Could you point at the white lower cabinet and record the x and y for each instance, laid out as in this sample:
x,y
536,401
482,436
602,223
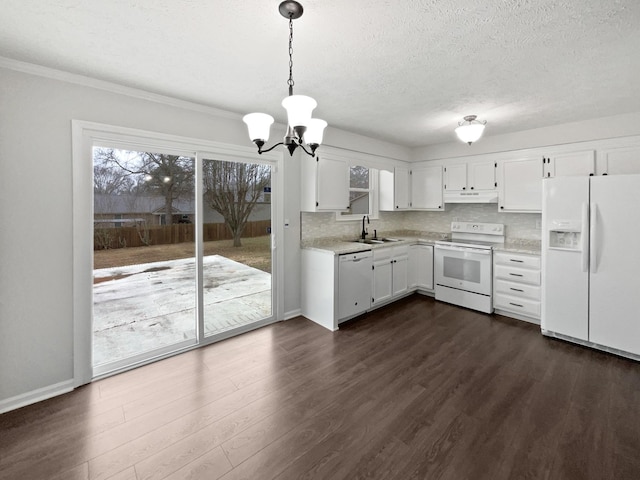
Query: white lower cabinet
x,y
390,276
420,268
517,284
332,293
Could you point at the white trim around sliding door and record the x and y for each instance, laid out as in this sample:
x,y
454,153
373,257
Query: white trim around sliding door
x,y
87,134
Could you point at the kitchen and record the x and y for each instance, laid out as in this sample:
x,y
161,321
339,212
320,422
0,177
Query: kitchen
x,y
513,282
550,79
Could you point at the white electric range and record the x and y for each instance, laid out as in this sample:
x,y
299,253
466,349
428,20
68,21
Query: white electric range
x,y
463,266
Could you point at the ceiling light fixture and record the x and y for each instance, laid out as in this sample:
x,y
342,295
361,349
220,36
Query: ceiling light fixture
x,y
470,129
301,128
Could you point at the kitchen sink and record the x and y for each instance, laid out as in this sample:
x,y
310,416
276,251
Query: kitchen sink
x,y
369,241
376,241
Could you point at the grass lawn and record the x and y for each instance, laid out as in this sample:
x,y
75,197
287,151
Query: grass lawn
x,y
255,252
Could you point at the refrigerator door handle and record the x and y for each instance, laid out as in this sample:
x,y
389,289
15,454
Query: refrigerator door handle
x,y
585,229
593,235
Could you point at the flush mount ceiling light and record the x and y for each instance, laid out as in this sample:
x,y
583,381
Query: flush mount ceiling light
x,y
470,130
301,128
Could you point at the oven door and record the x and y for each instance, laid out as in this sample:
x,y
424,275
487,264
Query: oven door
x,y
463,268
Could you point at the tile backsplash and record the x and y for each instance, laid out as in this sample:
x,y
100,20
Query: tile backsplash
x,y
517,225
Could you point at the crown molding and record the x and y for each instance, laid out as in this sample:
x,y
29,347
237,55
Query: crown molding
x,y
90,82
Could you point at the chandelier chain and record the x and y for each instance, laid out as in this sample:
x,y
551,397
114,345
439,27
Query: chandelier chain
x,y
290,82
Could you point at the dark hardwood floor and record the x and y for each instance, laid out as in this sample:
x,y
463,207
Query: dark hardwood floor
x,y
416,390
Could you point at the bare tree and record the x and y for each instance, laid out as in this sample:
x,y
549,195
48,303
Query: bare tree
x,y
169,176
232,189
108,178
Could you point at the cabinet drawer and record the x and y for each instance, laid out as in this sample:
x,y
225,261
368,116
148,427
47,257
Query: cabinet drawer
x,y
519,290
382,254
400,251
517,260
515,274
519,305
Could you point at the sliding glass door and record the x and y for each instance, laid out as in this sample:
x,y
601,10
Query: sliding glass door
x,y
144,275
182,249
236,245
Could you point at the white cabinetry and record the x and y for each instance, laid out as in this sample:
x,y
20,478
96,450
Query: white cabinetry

--

• [Exercise aim]:
Working from the lines above, reproduce the material exactly and exclude its pictures.

• [Exercise answer]:
Could you point at the white lower cabinet and record the x and y for each instance, laid out as in this sample:
x,y
536,401
482,436
602,223
Query: white lower cabinet
x,y
390,276
420,268
517,284
332,293
Could you point at the white trim around sliding door and record the x and y for each instance, laid out as in this sample:
x,y
454,153
373,257
Query: white trim around sliding door
x,y
87,134
Could you point at the kitchen and record the x and y for each instance, laid out as in this sample:
x,y
161,321
339,212
320,422
0,177
Query: kitchen
x,y
513,282
550,79
Could you point at the white electric range and record the x and y for each instance, laid out as in this sample:
x,y
299,253
466,349
428,20
68,21
Query: white electric range
x,y
463,266
Could you point at the ceiling light fixture and record the x and y for each instance, laid out as in this sample:
x,y
342,295
361,349
220,36
Query: ceiling light fixture
x,y
470,129
301,128
Could you point at the kitchen sink and record the x and y for each instance, laid out as in this sample:
x,y
310,416
276,251
Query: kitchen sink
x,y
369,241
376,241
Could you point at the grass lawn and record the x and y for each instance, laid out as in this sample:
x,y
75,197
287,151
Query: grass lawn
x,y
255,252
Could you point at the refrigerator door handle and record the x and y for each instance, laid out as in this sample:
x,y
389,289
15,454
Query: refrigerator door handle
x,y
585,229
593,235
Could you point at the flush mount ceiling light and record the x and y for each instance, laid out as in this sample:
x,y
583,381
Query: flush mount ceiling light
x,y
470,130
301,128
Could you point at the oven door and record the x and y for each instance, laid out as in this sample:
x,y
424,275
487,264
Query: oven door
x,y
463,268
Could you point at the tile backsplash and record the x and y for each instance, laid out as in this sample:
x,y
100,20
Query: tile backsplash
x,y
517,225
Could you point at the crown molding and record the x and y for each instance, laid out as in this sample:
x,y
29,347
237,55
Query: crown molding
x,y
90,82
Could you point at the chandelier chain and record the x and y for each instance, laid out as in this sample:
x,y
551,397
114,345
439,27
Query: chandelier chain
x,y
290,82
Could you point at the dark hardwood floor and record the x and y for each instance, laid out as in this sample:
x,y
463,207
Query: dark hardwood floor
x,y
416,390
Could you point at the bare tree and record the x and y for each instance, laid out as in this sample:
x,y
549,195
48,303
Query: bare tree
x,y
169,176
232,189
108,178
Could you point at the cabinet drawer and record the x and y for each instance, laid out as in this sample:
x,y
225,261
368,116
148,427
47,257
Query: cabinet drawer
x,y
519,290
382,254
400,251
517,260
515,274
519,305
Could you point at the sliding glass door and record the x and y for each instance, laid out as in this sample:
x,y
601,10
Query: sliding glass door
x,y
144,275
182,249
236,245
Could you point at the white cabinetry and record the x and y for each instance, laid out as in this sample:
x,y
20,478
96,450
Query: white cabinetry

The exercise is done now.